EXCERPT TO READ ▸
::::

Persistence in the Environment is the Meaning of Life

persistence-mouse

This whole postmodern slide into nihilism leaves some folks searching for the meaning of life.  Maybe things are easier for those stuck in Kegan’s Stage 3 mode, who get meaning from God and tradition.  They are here on earth in order to carry on their culture and fulfill the commands of God.  And maybe postmodernism has a nihilistic side that strips all meaning from existence.  But I am growing more and more comfortable with a mechanistic view of meaning.

If you sit down with the neuroanthropologist Terrence Deacon, you will hear his theory about the origins of life.  It goes something like this.  Some molecules bind together and form chemical reactions and structures that persist.  There is nothing really remarkable about this idea.  Molecules are bumping around and forming chains and capturing other molecules and behaving just as chemistry would dictate.  And they come together to form these dynamic processes that look like self-maintaining systems.

And pretty soon you have little living things.  Strange bundles of molecules that are chemically compelled to use the energy in the environment to maintain their structure.  It might seem strange to think of the goal of a single celled organism.  But if it can be said to have a goal, persisting in the environment isn’t a bad guess.  You might subscribe to Dawkin’s selfish gene idea and insist that it’s the replicator, the DNA, that has the goal of persisting, and I won’t argue with you.  But basically, if you don’t persist a self-sustaining structure, then nothing can stick to you and increase your complexity.

So there you have it.  Survive and reproduce.  In that order.  First and foremost survive.  If possible, reproduce.  The meaning of life.  Have a nice day.  But no one is ever satisfied with that damn answer.  It’s too easy these days for some of us First World crybabies to survive.  Or at least the survival part is easy if you are rich enough.  The reproduction part is complicated, as we know, with more educated women choosing to have fewer babies.  But I don’t really worry about that since persistence is the key.  Some parental investment strategies involve having lots of offspring and giving them little parental care, and others involve having fewer offspring and giving them greater parental care.  One offspring with greater survival skills will persist, where a multitude of offspring with fewer survival skills may fail.

I don’t have kids, but I feel that I contribute to life persisting by paying my taxes, giving to charity, and working in renewable energy, which will help all of life on earth persist.  In other words, it’s not necessary to have kids to contribute to the persistence of life.

::::

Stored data
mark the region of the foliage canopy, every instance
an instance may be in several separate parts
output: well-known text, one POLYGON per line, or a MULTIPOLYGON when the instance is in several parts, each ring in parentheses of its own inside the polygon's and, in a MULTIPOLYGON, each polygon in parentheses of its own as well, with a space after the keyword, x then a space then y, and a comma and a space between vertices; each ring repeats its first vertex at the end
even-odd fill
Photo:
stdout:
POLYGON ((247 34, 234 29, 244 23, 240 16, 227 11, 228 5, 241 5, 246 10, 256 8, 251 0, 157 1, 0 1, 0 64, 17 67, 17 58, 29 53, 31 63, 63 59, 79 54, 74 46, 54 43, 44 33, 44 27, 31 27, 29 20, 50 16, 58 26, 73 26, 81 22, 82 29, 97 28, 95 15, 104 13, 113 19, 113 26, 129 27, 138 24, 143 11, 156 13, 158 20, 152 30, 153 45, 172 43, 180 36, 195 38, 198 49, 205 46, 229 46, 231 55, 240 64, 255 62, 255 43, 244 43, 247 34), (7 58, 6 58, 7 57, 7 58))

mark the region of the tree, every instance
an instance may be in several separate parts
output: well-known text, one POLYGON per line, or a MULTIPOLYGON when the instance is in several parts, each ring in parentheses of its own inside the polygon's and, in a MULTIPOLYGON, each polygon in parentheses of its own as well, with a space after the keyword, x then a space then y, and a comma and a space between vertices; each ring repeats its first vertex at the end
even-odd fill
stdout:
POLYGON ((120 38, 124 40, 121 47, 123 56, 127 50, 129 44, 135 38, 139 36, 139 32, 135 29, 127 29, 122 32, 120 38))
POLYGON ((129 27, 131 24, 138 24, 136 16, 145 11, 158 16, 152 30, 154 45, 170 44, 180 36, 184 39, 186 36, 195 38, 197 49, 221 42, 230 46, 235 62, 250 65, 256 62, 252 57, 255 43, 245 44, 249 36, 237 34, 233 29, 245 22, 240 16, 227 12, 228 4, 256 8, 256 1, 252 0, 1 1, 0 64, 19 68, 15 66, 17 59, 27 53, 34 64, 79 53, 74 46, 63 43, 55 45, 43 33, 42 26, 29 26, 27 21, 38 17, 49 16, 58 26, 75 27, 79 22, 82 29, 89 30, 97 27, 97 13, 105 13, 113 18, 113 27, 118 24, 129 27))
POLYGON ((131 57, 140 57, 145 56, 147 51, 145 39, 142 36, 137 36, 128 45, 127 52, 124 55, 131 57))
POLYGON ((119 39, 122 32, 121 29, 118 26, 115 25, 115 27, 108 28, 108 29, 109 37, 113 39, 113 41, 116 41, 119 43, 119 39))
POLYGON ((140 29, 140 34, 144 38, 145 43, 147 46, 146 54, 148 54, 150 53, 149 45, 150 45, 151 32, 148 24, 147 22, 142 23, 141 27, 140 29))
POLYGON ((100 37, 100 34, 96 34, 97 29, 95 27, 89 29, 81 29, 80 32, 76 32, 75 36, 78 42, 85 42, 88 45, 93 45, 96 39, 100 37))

::::

REQUIREMENT 1 ▸ In the essay on persistence and the meaning of life, why does it matter for a living thing to persist as a self-sustaining structure? Answer in one to three sentences.
REQUIREMENT 2 ▸
Answer these questions from the essay on persistence and the meaning of life:
(a) Who gets meaning from God and tradition?
(b) Which neuroanthropologist's theory about the origins of life is described?
(c) In what field does the writer work?
REQUIREMENT 3 ▸ From the essay on persistence and the meaning of life, extract the passage that begins at the words "This whole postmodern" and stops after "view of meaning.".

YOUR SOLUTION 1 ▸ If a self-sustaining structure does not persist, nothing can stick to it and increase its complexity.

YOUR SOLUTION 2 ▸
(a) Those stuck in Kegan's Stage 3 mode.
(b) Terrence Deacon.
(c) Renewable energy.

YOUR SOLUTION 3 ▸
This whole postmodern slide into nihilism leaves some folks searching for the meaning of life.  Maybe things are easier for those stuck in Kegan’s Stage 3 mode, who get meaning from God and tradition.  They are here on earth in order to carry on their culture and fulfill the commands of God.  And maybe postmodernism has a nihilistic side that strips all meaning from existence.  But I am growing more and more comfortable with a mechanistic view of meaning.